Текст:
- - - -

Но у попа, взятого не как случайная единица, а как тип, - двое детей: один покорно идёт за отцом, другой - решительно против него. Оба они тоже типичны.

Вы говорите: "В обоих случаях я взял живых лиц". Вполне возможно, что Вам представится третий, пятый, десятый случаи, и что же? Так вы и будете писать рассказы на одну и ту же тему о разногласии попов с поповичами?

Уверяю Вас, что это будет скучно и Ваших рассказов не станут читать. Кроме того, Вы скомпрометируете, испортите интересную тему.

Описывая людей, Вы придерживаетесь приёма "натуралистов", но, изображая окружение людей, обстановку, вещи, отступаете от этого приёма. Колокольчик швейцара у Вас "плачет", а эхо колокольчика "звучит бестолково". Натуралист не сказал бы так. Само по себе эхо не существует, а является лишь как отражение кем-то данного звука и воспроизводит его весьма точно. Если колокольчик "плачет" - почему же эхо "бестолково"? Но и колокольчик не плачет, когда он маленький и звонит им рука швейцара, при этом условии он даёт звук судорожно дребезжащий, назойливый и сухой, а не печальный.

- - - -

Извлечённые материалы:
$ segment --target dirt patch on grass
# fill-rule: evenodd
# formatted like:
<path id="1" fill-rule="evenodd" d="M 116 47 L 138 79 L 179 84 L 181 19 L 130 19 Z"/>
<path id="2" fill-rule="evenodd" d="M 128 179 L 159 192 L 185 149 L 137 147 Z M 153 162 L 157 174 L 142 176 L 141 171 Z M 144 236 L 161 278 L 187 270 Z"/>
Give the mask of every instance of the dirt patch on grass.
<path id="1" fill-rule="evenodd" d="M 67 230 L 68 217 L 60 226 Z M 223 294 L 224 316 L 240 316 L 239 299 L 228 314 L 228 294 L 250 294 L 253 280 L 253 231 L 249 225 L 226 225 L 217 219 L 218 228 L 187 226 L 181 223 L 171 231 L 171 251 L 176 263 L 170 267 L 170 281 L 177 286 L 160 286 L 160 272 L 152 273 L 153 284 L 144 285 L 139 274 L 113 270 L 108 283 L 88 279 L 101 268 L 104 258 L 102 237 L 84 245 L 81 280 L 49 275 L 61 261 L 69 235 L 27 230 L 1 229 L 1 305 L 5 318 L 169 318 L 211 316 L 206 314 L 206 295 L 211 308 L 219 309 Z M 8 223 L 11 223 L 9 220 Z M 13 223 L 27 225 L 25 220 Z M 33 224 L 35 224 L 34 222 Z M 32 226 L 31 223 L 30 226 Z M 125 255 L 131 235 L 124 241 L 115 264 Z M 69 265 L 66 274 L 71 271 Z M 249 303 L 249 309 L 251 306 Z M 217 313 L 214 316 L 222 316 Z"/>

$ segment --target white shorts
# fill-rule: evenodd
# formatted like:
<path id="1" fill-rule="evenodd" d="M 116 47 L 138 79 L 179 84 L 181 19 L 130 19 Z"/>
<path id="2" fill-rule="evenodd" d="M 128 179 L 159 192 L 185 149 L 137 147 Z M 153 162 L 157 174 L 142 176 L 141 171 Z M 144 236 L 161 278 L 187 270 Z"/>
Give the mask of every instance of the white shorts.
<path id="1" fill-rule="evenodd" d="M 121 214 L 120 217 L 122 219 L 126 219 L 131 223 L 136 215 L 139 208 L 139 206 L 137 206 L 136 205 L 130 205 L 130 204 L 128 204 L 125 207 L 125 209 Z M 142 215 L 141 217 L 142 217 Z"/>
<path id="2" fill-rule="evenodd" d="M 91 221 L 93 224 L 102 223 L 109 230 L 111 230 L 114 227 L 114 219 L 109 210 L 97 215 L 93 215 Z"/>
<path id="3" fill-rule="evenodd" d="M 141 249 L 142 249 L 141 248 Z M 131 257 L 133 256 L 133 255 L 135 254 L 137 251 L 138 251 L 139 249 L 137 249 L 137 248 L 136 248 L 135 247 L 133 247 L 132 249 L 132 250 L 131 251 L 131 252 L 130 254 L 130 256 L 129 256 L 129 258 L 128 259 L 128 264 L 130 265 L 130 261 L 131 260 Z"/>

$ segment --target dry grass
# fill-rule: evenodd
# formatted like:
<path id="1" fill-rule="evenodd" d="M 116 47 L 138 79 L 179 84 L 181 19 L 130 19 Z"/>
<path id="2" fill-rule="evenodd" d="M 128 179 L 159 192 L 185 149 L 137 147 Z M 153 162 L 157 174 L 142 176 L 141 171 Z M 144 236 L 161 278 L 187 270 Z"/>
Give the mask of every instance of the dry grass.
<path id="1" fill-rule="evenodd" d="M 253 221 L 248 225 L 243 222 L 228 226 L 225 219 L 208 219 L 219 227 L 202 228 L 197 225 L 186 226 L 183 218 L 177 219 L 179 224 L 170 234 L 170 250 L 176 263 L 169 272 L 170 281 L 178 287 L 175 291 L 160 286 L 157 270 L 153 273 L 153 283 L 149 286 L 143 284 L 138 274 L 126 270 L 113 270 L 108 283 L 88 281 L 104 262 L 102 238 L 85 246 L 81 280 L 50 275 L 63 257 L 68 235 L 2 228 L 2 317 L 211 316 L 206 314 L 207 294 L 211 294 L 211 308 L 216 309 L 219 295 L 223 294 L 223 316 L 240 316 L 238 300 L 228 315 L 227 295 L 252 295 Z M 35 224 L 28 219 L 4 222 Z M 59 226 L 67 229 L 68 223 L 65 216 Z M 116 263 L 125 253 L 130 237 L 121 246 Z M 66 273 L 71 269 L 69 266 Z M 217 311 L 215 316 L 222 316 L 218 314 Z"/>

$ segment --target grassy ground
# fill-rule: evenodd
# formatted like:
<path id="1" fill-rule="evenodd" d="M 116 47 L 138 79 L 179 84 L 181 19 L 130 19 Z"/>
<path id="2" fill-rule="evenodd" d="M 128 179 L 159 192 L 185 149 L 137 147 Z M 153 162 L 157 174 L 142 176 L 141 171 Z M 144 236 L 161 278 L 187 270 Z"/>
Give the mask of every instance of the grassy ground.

- - - -

Задание 1:
Какой звук, согласно тексту, дает маленький колокольчик, когда им звонит рука швейцара?
Задание 2:
Перепишите дословно из текста всё, начиная с "Описывая людей, Вы" и вниз до "а не печальный.".
Список для работы не понадобится.

Ответ 1:
Судорожно дребезжащий, назойливый и сухой, а не печальный.

Ответ 2:
Описывая людей, Вы придерживаетесь приёма "натуралистов", но, изображая окружение людей, обстановку, вещи, отступаете от этого приёма. Колокольчик швейцара у Вас "плачет", а эхо колокольчика "звучит бестолково". Натуралист не сказал бы так. Само по себе эхо не существует, а является лишь как отражение кем-то данного звука и воспроизводит его весьма точно. Если колокольчик "плачет" - почему же эхо "бестолково"? Но и колокольчик не плачет, когда он маленький и звонит им рука швейцара, при этом условии он даёт звук судорожно дребезжащий, назойливый и сухой, а не печальный.